** Opening Data provided block **

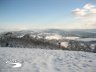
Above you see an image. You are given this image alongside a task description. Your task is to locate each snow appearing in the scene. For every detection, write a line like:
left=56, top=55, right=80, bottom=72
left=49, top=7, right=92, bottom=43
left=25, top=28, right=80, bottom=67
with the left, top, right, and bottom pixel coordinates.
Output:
left=76, top=38, right=96, bottom=42
left=17, top=34, right=24, bottom=38
left=0, top=47, right=96, bottom=72
left=60, top=42, right=69, bottom=48
left=11, top=63, right=22, bottom=68
left=64, top=37, right=80, bottom=40
left=45, top=34, right=62, bottom=40
left=90, top=44, right=96, bottom=50
left=5, top=61, right=22, bottom=68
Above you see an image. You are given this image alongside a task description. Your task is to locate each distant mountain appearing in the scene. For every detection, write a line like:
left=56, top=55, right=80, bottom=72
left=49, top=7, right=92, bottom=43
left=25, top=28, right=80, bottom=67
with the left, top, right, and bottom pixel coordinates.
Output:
left=43, top=29, right=96, bottom=38
left=0, top=29, right=96, bottom=52
left=0, top=29, right=96, bottom=38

** Closing Data provided block **

What to work on | Lines containing the word "every" are to be pulled from the records and copied.

Completed task |
Above you see an image. You are given this image alongside a task description. Your task is to locate each snow appearing in the scene. For every detection, write a line like:
Above you see an image. You are given this image alongside a task description. Your task is to locate each distant mountain appearing in the scene. For every detection, write a line like:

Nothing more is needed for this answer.